>> BEGIN Given text

Reflections on a Survey

It’s November 6, 2020, and as of 2:54pm we haven’t finished counting all the votes, and we still don’t know who has been elected president of the US.

Today I received a request from a European Unification Church member for a survey I’d worked on 7 years ago, and I’ve been looking through it again after all this time, only too happy to be diverted from the intense political situation going on. The survey asked only 2 questions: What inspires you about the Unification Church Sunday service, and what would you change if you could? These two questions get straight to the heart of the issue, and make it easy to gather people’s thoughts without putting them through a lengthy questionnaire. Three things strike me today as I revisit the results: the importance of small groups, making a contribution, and weathering times of transition. Let me elaborate.

I belong to a small group of women who have been going through the 12 steps of ACA (Adult Children of Alcoholic or Dysfunctional Families) together for the past 2+ years. There were 4 of us to start, now we are three.

Being part of a weekly small group dedicated to spiritual growth has been an important source of support and comfort to me. We are not all at the same stage of growth, or on the same side politically, nor do we all share a common faith. One of us is a Catholic turned Jew, one a Christian, one an agnostic, and I call myself a ‘seeker’ without any religious affiliation. One of us is a Trump supporter, two of us not. We come together week after week and share our experience, strength, and hope with each other without needing to judge or be polarized by our various forms of belief or disbelief. We all agree that life is for learning, as Joni Mitchell once said in a song.

>> END Given text
>> BEGIN Supplied material

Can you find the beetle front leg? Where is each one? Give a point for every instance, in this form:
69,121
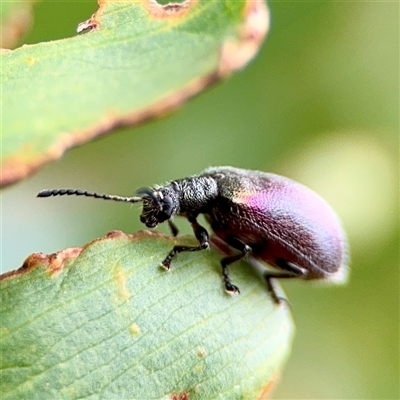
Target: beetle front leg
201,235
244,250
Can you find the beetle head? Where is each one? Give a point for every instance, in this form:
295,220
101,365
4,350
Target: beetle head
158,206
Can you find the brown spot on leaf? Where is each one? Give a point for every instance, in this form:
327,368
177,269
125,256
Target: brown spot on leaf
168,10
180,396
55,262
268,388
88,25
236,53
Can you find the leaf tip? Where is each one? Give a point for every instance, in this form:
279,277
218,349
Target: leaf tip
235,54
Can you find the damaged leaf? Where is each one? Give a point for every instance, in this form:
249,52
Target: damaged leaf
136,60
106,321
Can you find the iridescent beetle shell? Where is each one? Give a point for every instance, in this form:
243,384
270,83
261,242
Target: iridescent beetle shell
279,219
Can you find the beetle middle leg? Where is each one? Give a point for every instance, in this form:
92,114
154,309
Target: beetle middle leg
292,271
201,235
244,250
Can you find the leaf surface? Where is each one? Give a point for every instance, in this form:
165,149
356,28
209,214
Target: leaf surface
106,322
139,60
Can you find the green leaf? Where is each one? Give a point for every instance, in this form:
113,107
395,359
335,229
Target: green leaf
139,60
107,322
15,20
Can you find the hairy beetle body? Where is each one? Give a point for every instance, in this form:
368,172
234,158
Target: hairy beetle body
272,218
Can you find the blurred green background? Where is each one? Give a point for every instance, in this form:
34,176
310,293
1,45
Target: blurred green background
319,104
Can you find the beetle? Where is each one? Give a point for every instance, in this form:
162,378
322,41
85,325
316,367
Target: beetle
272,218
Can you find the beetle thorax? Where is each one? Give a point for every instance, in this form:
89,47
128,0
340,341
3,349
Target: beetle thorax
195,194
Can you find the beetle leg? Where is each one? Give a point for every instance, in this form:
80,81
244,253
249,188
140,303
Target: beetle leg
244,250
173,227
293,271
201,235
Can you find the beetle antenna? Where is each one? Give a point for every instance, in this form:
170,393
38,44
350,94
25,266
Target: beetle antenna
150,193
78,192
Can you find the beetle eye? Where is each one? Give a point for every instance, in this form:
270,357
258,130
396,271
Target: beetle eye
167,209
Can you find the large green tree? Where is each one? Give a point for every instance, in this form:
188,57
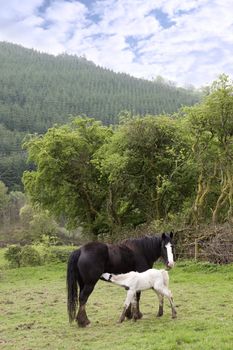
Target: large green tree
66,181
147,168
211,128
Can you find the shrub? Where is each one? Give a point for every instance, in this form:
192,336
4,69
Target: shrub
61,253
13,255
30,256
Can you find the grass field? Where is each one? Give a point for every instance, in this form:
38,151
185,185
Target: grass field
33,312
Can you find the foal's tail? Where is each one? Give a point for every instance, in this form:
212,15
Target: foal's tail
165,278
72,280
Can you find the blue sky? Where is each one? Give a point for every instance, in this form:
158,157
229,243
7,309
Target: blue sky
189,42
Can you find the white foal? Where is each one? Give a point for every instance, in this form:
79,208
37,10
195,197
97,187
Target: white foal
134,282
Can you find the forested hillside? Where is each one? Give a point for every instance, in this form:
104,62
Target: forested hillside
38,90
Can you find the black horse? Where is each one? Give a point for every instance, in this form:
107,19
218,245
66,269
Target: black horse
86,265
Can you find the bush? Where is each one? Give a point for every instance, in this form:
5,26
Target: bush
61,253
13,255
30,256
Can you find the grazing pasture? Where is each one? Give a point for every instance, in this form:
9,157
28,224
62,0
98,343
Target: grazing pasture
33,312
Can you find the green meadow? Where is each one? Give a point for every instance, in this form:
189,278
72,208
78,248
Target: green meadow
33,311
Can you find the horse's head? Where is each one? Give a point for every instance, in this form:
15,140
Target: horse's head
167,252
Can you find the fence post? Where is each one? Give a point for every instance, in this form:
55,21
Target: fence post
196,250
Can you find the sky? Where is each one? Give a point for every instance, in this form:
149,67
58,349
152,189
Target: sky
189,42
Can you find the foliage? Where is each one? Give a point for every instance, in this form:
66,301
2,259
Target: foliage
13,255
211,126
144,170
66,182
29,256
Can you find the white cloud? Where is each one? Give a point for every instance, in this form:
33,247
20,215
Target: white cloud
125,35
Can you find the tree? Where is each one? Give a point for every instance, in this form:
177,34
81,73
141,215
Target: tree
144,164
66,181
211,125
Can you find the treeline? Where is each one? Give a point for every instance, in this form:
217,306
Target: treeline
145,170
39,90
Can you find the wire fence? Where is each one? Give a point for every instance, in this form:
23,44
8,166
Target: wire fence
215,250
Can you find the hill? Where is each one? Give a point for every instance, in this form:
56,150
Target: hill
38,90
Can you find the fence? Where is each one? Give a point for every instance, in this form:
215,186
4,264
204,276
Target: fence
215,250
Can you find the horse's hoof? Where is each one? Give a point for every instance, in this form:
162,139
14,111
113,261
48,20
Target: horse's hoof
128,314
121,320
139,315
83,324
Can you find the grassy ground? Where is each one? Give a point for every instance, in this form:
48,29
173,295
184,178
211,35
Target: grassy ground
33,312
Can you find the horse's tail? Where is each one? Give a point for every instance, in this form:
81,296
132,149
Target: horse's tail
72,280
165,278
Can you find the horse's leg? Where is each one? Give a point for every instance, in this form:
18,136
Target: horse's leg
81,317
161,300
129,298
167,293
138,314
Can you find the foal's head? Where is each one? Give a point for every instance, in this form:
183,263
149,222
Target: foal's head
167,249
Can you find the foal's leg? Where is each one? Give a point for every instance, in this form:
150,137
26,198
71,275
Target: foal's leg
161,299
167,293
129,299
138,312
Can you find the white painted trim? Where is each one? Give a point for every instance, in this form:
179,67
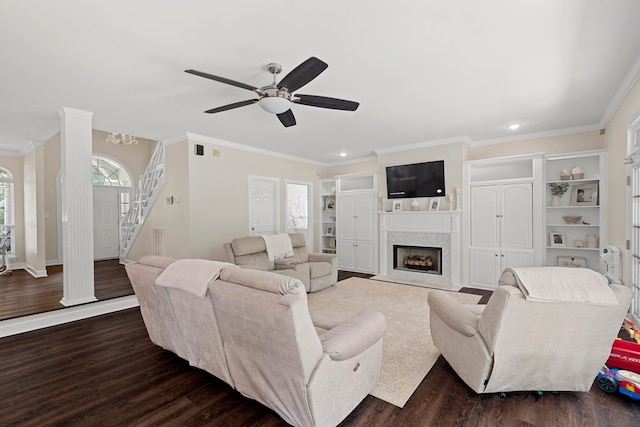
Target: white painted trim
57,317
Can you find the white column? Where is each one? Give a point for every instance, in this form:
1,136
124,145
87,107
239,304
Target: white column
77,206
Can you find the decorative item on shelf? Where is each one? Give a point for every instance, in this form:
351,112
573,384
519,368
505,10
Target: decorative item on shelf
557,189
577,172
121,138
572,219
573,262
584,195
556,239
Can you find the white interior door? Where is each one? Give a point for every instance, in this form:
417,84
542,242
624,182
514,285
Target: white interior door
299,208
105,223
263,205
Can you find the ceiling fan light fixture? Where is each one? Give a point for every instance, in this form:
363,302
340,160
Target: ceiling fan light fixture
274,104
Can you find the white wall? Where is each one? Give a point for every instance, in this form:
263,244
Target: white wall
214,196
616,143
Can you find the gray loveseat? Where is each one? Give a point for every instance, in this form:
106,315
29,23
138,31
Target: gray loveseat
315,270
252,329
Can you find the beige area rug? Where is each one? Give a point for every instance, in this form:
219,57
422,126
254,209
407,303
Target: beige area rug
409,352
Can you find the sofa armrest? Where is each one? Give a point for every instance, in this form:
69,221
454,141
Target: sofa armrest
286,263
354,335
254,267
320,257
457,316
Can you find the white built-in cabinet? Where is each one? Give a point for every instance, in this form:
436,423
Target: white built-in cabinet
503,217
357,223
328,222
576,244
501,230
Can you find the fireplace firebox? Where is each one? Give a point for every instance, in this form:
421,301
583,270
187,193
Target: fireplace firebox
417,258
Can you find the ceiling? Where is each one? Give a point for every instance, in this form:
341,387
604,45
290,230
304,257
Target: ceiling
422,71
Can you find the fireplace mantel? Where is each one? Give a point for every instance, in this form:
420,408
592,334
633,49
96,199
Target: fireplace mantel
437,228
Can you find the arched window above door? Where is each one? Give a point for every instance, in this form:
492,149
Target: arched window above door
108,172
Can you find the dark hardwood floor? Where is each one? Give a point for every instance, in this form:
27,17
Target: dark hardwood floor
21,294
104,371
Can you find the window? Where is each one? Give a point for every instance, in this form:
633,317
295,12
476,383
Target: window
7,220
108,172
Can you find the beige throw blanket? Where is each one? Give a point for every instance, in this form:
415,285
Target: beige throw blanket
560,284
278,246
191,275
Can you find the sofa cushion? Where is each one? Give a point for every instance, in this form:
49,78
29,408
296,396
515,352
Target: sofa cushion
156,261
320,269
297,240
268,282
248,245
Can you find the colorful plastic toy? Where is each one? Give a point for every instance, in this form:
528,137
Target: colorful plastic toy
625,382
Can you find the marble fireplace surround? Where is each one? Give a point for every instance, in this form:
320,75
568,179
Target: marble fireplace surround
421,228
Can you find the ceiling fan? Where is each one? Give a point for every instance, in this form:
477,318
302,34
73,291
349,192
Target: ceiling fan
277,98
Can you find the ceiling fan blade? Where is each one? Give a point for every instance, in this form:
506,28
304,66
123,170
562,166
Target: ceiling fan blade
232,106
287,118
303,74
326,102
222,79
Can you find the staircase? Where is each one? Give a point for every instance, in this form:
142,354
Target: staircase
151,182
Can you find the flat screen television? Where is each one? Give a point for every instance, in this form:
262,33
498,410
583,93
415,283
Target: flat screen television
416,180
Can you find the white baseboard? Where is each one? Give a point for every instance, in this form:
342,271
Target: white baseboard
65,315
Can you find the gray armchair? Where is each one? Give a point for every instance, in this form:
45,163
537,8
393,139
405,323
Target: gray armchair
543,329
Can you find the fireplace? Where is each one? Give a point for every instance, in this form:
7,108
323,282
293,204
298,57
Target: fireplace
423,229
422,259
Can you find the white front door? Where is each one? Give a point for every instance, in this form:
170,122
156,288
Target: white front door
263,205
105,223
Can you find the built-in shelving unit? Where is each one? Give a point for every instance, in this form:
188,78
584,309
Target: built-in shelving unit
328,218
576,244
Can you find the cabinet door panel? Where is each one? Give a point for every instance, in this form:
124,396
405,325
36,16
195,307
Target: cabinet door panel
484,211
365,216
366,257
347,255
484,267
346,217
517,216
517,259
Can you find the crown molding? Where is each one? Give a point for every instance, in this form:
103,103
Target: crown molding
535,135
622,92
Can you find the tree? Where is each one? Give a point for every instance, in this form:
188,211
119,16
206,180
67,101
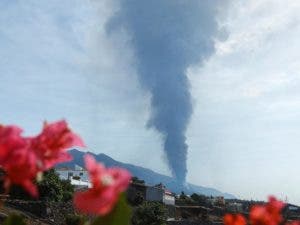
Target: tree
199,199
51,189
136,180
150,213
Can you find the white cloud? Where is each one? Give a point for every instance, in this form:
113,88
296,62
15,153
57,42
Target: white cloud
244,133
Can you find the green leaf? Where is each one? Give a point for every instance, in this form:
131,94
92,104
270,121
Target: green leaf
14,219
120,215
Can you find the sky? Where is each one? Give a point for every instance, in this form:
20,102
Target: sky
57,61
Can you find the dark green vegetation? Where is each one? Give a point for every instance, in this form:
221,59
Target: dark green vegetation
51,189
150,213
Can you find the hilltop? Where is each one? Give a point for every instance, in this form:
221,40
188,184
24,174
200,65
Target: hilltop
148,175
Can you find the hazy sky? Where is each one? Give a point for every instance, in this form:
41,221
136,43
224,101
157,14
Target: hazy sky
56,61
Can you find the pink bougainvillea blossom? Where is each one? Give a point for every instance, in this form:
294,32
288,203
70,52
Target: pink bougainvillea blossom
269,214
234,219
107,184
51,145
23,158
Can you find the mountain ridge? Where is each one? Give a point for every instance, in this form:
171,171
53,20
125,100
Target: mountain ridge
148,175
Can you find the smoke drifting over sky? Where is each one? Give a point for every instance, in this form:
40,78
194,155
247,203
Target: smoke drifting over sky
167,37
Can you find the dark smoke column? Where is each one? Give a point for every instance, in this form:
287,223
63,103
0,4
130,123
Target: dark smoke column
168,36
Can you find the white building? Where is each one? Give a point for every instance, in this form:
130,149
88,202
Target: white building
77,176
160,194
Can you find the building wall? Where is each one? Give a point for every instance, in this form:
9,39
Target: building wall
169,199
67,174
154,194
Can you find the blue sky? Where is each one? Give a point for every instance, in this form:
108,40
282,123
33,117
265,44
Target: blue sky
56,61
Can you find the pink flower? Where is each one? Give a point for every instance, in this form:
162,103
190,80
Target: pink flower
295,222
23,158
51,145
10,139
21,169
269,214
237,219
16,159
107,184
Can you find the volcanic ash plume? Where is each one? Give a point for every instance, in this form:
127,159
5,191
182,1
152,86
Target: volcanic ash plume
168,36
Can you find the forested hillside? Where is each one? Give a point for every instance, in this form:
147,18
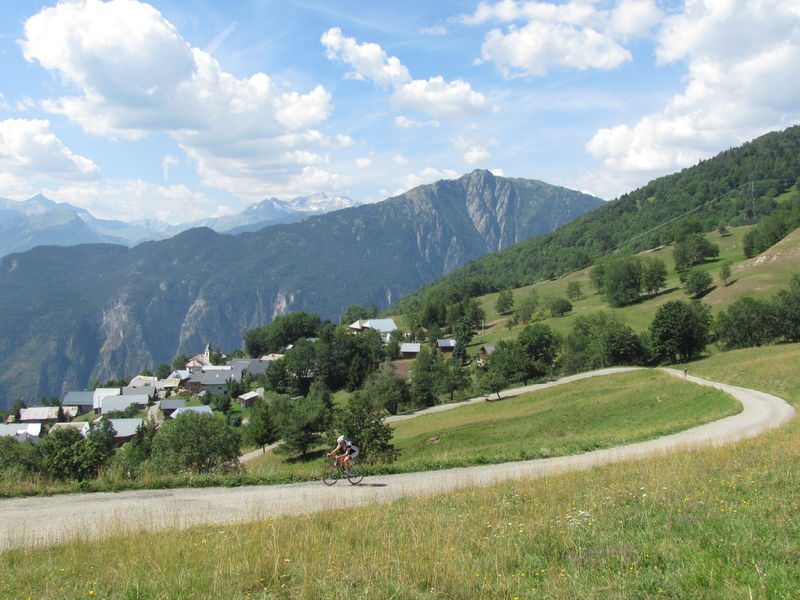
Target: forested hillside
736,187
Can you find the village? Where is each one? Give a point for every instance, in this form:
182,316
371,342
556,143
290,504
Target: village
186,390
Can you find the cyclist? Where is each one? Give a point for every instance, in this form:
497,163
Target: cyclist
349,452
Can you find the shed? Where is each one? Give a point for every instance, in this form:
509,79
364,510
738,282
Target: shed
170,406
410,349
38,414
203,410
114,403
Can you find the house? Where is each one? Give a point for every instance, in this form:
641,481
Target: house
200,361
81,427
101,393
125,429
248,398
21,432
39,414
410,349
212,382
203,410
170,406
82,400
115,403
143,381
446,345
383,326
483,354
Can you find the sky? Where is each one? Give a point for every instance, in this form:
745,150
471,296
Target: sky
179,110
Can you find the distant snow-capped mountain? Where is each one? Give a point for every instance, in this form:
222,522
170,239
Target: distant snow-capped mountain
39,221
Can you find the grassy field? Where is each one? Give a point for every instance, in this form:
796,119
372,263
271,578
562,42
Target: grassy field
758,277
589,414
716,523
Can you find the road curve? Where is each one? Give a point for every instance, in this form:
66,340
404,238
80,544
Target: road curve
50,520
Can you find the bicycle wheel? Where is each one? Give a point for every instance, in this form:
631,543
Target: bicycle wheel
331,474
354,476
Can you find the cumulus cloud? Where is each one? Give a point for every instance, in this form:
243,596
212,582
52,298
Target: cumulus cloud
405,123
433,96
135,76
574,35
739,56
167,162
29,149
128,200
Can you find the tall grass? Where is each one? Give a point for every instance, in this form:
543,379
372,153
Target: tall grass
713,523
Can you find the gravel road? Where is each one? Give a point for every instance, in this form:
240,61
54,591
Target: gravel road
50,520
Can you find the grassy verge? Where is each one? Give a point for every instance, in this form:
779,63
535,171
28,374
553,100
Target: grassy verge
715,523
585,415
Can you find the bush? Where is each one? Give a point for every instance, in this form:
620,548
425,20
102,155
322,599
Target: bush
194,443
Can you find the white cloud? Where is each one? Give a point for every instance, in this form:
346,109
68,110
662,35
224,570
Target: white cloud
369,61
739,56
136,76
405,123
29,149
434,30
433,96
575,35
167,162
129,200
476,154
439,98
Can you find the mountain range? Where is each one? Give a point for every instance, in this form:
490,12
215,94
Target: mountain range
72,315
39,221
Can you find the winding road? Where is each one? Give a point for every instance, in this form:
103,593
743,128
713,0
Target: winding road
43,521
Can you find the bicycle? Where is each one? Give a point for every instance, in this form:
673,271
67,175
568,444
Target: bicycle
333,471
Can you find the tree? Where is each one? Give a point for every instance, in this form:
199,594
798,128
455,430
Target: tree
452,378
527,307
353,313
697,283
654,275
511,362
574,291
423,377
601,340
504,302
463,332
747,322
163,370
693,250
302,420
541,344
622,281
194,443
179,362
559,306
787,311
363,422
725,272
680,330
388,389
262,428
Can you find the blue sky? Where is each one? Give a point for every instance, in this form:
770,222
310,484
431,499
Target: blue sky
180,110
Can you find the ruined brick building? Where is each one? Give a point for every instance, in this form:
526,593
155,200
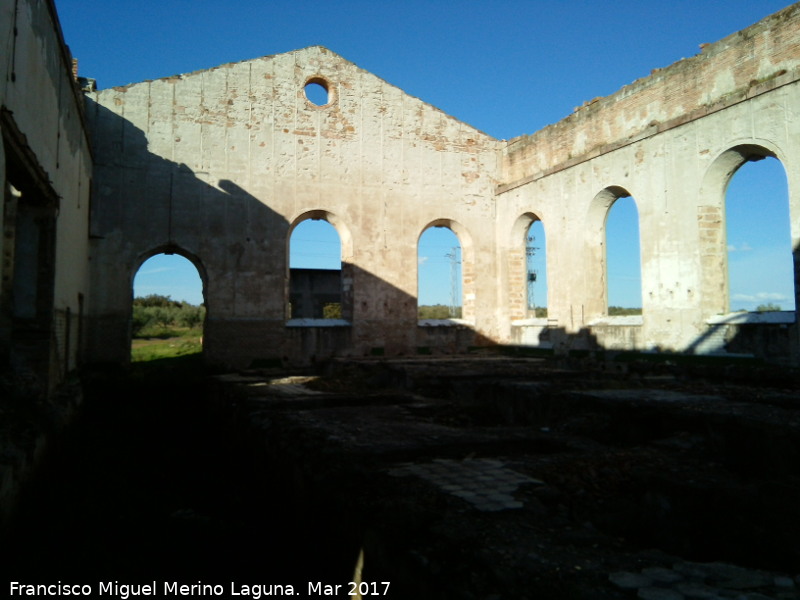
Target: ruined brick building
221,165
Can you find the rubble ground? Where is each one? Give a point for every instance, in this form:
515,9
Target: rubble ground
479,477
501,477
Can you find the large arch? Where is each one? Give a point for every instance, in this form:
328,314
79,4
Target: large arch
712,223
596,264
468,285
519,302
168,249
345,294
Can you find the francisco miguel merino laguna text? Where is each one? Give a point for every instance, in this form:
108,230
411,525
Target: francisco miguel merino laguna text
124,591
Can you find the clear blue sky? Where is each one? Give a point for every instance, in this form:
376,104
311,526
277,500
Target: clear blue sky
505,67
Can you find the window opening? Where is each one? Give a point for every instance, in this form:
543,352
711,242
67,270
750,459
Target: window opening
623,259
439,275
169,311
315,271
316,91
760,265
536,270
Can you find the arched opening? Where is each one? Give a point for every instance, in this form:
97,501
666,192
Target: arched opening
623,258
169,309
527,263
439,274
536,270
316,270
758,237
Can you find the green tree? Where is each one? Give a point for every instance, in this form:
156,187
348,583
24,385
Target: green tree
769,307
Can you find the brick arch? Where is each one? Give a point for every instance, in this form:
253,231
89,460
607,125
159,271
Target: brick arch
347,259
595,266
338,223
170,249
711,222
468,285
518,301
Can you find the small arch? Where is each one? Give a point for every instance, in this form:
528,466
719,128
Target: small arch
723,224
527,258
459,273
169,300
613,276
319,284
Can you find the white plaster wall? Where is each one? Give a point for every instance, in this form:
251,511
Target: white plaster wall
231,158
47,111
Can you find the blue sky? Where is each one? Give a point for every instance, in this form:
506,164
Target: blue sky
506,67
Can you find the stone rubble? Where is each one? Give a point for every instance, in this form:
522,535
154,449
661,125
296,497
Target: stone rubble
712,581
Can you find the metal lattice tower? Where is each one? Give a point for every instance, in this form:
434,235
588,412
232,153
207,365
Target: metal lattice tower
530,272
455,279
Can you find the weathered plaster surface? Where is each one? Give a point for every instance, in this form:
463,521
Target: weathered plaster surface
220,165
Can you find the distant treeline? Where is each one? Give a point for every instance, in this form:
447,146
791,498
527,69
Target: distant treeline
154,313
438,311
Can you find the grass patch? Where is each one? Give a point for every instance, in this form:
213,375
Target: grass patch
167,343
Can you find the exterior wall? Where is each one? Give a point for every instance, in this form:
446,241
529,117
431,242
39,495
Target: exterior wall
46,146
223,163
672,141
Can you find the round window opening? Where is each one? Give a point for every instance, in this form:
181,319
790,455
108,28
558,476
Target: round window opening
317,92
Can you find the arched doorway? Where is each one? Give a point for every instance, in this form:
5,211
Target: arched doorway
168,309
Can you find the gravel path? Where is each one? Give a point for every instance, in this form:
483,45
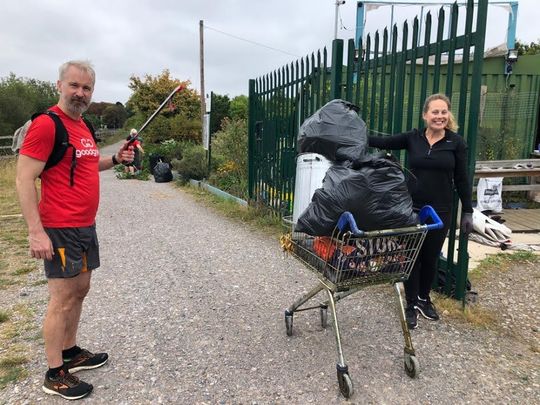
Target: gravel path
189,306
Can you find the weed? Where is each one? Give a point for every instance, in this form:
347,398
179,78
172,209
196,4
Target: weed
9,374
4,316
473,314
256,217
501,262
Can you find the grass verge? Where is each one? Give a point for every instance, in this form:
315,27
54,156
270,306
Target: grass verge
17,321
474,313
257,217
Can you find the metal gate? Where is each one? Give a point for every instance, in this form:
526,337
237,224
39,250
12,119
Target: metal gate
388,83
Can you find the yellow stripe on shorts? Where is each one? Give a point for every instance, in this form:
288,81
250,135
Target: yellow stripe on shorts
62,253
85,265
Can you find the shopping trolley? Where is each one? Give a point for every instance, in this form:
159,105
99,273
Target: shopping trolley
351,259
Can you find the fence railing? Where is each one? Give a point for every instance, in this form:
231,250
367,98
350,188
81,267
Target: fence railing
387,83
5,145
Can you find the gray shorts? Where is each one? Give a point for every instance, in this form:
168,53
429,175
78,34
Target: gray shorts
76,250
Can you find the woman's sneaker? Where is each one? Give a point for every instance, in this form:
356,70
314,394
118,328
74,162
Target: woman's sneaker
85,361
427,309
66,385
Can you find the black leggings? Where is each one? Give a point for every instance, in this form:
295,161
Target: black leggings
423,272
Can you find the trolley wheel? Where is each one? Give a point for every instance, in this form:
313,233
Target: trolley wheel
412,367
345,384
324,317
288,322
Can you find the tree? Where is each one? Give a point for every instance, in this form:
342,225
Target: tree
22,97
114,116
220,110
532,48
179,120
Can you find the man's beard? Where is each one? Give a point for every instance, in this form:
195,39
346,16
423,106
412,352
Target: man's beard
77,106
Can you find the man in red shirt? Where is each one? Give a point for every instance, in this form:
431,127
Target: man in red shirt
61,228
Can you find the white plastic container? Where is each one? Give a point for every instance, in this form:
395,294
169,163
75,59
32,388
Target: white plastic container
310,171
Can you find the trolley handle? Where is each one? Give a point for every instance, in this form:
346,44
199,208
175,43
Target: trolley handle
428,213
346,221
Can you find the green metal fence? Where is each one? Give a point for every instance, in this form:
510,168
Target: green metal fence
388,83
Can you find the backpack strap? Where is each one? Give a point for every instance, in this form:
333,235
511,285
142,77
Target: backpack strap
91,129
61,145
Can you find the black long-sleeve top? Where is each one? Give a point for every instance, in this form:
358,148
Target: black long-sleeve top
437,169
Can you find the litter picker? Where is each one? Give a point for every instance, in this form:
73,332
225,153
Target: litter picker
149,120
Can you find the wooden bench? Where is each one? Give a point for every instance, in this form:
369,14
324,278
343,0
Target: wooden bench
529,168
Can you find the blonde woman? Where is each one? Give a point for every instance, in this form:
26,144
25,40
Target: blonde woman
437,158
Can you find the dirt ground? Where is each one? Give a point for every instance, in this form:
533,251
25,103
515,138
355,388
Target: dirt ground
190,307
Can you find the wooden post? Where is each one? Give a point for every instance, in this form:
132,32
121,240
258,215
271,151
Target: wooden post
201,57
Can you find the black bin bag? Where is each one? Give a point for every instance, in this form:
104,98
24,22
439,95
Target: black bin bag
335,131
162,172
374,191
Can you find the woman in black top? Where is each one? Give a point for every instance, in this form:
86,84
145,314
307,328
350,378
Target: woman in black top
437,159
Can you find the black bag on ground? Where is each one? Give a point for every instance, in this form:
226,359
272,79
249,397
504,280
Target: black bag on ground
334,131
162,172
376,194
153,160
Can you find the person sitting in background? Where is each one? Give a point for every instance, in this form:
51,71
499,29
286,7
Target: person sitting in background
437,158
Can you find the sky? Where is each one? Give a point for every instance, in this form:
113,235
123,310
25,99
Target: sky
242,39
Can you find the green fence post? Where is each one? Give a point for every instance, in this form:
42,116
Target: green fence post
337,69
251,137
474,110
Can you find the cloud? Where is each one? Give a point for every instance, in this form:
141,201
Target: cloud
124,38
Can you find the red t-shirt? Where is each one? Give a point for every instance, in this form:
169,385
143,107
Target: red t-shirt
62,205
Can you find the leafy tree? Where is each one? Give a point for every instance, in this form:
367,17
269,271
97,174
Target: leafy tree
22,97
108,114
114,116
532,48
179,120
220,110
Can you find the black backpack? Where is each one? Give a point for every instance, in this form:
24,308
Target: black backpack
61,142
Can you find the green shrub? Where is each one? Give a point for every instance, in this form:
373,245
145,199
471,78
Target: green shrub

>> END Supplied material

#### [Task set]
**A.** Copy out the entire survey reflection from the start of the text, word for word.
**B.** Rewrite the part of the listing that opens with the line containing "Can you find the woman in" and runs through the final line of the listing, both ends included. Reproduce every line, and add 62 to each number in the answer coordinates.

#### [Responses to the tasks]
**A.**
Reflections on a Survey

It’s November 6, 2020, and as of 2:54pm we haven’t finished counting all the votes, and we still don’t know who has been elected president of the US.

Today I received a request from a European Unification Church member for a survey I’d worked on 7 years ago, and I’ve been looking through it again after all this time, only too happy to be diverted from the intense political situation going on. The survey asked only 2 questions: What inspires you about the Unification Church Sunday service, and what would you change if you could? These two questions get straight to the heart of the issue, and make it easy to gather people’s thoughts without putting them through a lengthy questionnaire. Three things strike me today as I revisit the results: the importance of small groups, making a contribution, and weathering times of transition. Let me elaborate.

I belong to a small group of women who have been going through the 12 steps of ACA (Adult Children of Alcoholic or Dysfunctional Families) together for the past 2+ years. There were 4 of us to start, now we are three.

Being part of a weekly small group dedicated to spiritual growth has been an important source of support and comfort to me. We are not all at the same stage of growth, or on the same side politically, nor do we all share a common faith. One of us is a Catholic turned Jew, one a Christian, one an agnostic, and I call myself a ‘seeker’ without any religious affiliation. One of us is a Trump supporter, two of us not. We come together week after week and share our experience, strength, and hope with each other without needing to judge or be polarized by our various forms of belief or disbelief. We all agree that life is for learning, as Joni Mitchell once said in a song.

**B.**
Can you find the woman in black top? Where is each one? Give a point for every instance, in this form:
86,84
145,314
307,328
350,378
Target: woman in black top
499,221
Can you find the black bag on ground? Where is each one? Give a point for every instance, in this form:
226,359
272,79
249,397
504,280
Target: black bag on ground
396,193
224,234
438,256
215,222
Can you find the person sitting in background? Where is each one? Give a point for every instance, in this form:
51,71
499,29
286,7
Target: person sitting in background
499,220
Can you find the sky? Where is each one? Give a point for every instance, in this form:
113,235
123,310
25,99
Target: sky
304,101
Can you find the green fence post? Where is each one? Give a point for every instance, in this form:
42,116
Target: green fence post
399,131
313,199
536,172
Can you find the cloud? Where is each one? Give a point for every instance, in this form:
141,201
Target: cloud
186,100
Can you find the red t-shirt? Where is each one? Give a point for every instance, in this form:
169,385
143,107
Target: red t-shirt
124,267
Can you find the leafy tree? Where is each one? Give a point for every instance, in this form:
367,17
269,271
97,174
Target: leafy tree
84,159
170,176
176,178
594,110
241,182
282,172
Can you find the black backpack? Where is each one? Give a point for every instance, in this form:
24,308
Target: black backpack
123,204
Can you find the green shrub? Where is each one? Give a point for every instance, in this form:
373,245
145,199
471,78
Target: green shrub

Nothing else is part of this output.